• _ASSIGNMENT_
Your copy should begin at the line containing "Target: metal railing" and end at the last line of the records; transcribe those lines exactly and leave out every picture.

Natural language region descriptions
══════
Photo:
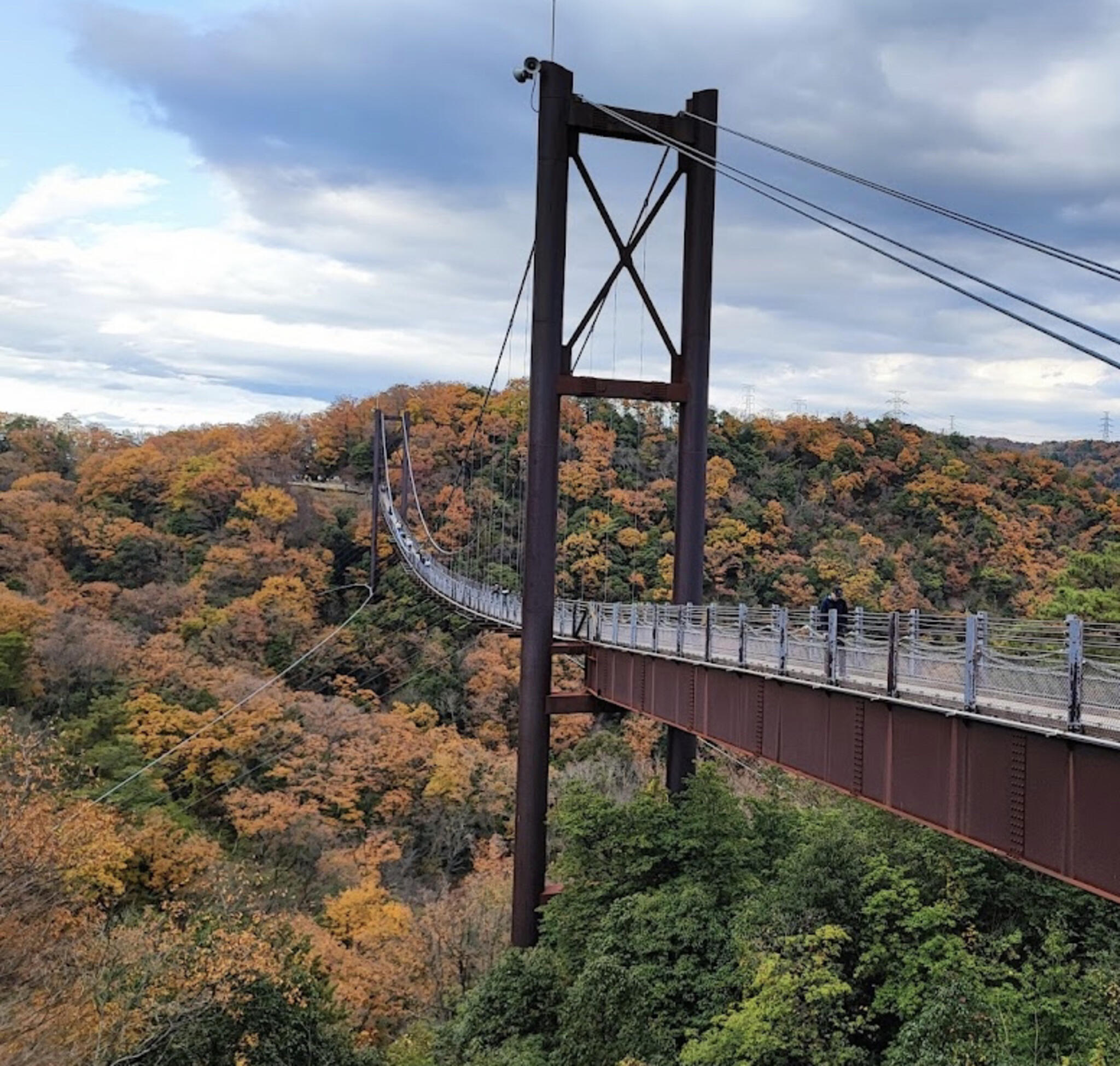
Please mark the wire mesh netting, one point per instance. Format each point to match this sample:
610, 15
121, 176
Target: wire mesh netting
1057, 670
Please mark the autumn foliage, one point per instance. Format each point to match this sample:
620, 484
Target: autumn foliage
330, 854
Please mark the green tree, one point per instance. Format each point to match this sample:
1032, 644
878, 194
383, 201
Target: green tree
1089, 586
799, 1010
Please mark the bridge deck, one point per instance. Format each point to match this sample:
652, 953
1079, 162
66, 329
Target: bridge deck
975, 740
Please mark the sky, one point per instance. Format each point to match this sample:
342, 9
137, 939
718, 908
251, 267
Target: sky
215, 209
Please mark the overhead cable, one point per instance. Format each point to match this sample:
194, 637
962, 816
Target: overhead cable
218, 718
736, 176
630, 240
416, 495
1074, 259
498, 366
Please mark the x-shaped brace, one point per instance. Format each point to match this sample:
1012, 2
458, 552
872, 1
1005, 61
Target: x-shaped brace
625, 261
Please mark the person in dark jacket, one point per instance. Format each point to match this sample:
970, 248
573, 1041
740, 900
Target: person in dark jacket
836, 601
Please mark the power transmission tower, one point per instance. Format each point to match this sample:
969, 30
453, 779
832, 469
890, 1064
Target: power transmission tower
749, 403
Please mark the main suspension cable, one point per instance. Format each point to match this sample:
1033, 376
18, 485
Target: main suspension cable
1075, 259
733, 175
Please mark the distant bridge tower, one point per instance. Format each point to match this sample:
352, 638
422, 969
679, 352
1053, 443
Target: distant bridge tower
565, 118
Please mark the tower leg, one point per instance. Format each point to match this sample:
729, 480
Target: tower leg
692, 442
540, 544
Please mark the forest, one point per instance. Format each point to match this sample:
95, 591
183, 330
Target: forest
317, 870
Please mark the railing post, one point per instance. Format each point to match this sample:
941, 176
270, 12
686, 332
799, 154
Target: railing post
893, 654
972, 646
783, 639
913, 635
830, 653
1076, 658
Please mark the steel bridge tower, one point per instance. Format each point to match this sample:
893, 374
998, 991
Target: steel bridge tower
565, 118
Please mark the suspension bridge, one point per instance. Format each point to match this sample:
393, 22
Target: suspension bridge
1004, 733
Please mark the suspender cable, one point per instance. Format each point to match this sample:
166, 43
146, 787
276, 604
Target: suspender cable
733, 175
634, 229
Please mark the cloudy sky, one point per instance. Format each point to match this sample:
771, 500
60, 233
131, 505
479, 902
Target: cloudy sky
214, 209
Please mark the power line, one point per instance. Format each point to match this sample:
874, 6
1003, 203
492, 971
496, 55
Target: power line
733, 175
272, 758
218, 718
1075, 259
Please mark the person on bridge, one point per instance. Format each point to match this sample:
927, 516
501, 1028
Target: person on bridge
835, 600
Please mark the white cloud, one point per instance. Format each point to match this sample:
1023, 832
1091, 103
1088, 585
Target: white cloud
65, 194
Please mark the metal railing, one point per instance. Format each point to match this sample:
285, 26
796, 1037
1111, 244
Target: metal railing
1064, 672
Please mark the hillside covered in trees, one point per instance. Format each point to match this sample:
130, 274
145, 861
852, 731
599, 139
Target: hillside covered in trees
317, 870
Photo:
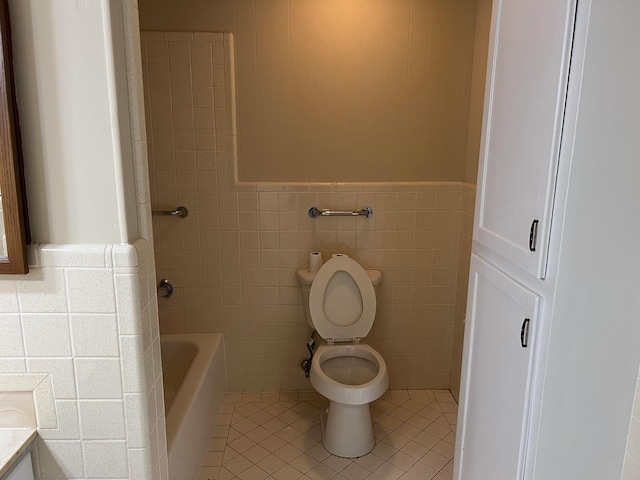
══════
• _TASK OUTPUT_
Target: metal railing
1064, 672
Please mark the hillside covered in trees, one point per instance. Format each point to match this sample:
130, 274
145, 861
852, 731
599, 139
Target: hillside covered in trees
317, 870
Photo:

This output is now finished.